== TEXTO SELECCIONADO

DESPACHOS DESDE VALDIVIA 4: FIN DE FIESTA Y ALZAMORA
El festival se termina y empiezan los abrazos de despedida, la nostalgia y todo eso. FICValdivia se pasa muy rápido. Y es que suceden muchas cosas en pocos días en un festival de exactamente tamaño medio. Es suficientemente grande como para tener muchas películas “grandes” que tuvieron paso por otros festivales, proponer competencias ricas en variedad y tener una sección dedicada la industria y el fomento del cine local. Pero también es lo suficientemente chico como para tener una escala humana. FICValdivia privilegia a lo largo de sus siete días a la gente. La programación está pensada para que haya un descanso sin películas al mediodía, hay abonos para que los cinéfilos puedan ver muchas películas a precio reducido, por la mañana los niños de las escuelas de la región asisten gratis a funciones especiales y hay muchísimas proyecciones con entrada liberada. Y, además, pueblo chico infierno grande: la dimensión social del festival no escapa de dos cafés, tres o cuatro bares, un karaoke y dos boliches. Es difícil venir una, dos, tres veces a FICValdivia y no llevarse amigos.

====

CONSIGNA ESCRITA 1 —
Responda brevemente, según la crónica sobre FICValdivia:
(a) ¿Cuántos días dura el festival?
(b) ¿Qué hacen por la mañana los niños de las escuelas de la región?
(c) ¿Cuántos karaokes y cuántos boliches se mencionan?
CONSIGNA ESCRITA 2 —
Escriba la continuación de la crónica sobre FICValdivia a partir de su última oración.

== ENTRADAS PROPORCIONADAS

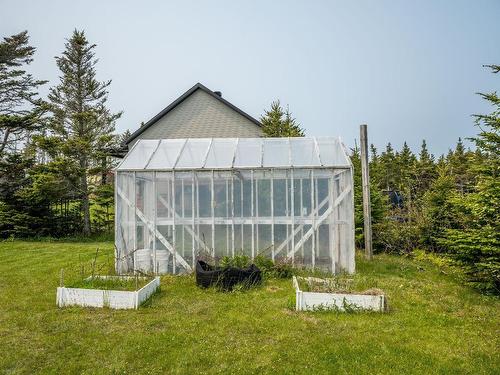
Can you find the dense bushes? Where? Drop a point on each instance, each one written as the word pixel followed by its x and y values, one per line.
pixel 450 206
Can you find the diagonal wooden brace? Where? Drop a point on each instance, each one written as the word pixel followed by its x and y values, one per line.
pixel 157 233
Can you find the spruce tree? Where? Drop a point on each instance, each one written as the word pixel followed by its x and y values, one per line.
pixel 425 170
pixel 20 107
pixel 81 118
pixel 278 122
pixel 475 244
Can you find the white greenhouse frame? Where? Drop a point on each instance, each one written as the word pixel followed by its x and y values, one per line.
pixel 286 198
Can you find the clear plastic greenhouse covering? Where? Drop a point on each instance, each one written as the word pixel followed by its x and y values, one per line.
pixel 289 199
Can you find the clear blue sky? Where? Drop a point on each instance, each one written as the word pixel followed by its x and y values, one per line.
pixel 409 69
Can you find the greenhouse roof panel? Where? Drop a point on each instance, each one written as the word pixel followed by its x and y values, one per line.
pixel 236 153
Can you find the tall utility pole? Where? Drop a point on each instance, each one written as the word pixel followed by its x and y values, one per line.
pixel 365 175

====

RESULTADO DEL EJERCICIO 1 —
(a) Siete días.
(b) Asisten gratis a funciones especiales.
(c) Un karaoke y dos boliches.

RESULTADO DEL EJERCICIO 2 —
El festival se termina y eso también implica premios, distinciones, menciones especiales y una fiesta de cierre para que los no premiados puedan mirar con rabia desde un rincón a los jurados. De todas maneras, fantasías aparte, el festival otorgó sus premios y cabe destacar al jurado de la Selección Oficial Largometraje (María Paula Lorgia, Héctor Oyarzún y Lucía Salas) que le dieron, además una mención especial a la argentina Todo documento de civilización de Tatiana Mazú y otra a Salomé del brasileño de André Antônio, sus dos premios principales a dos grandes películas: el Pudú de Oro se lo llevó ¡Aoquic iez in Mexico! de Annalisa Quagliata, un extraordinario retrato experimental de las tensiones que implican el concepto de la “mexicanidad”; mientras que el Premio Especial del Jurado fue para la película chilena Denominación de origen de Tomás Alzamora. Un film que no debería pasar sin ser mencionado en estas páginas.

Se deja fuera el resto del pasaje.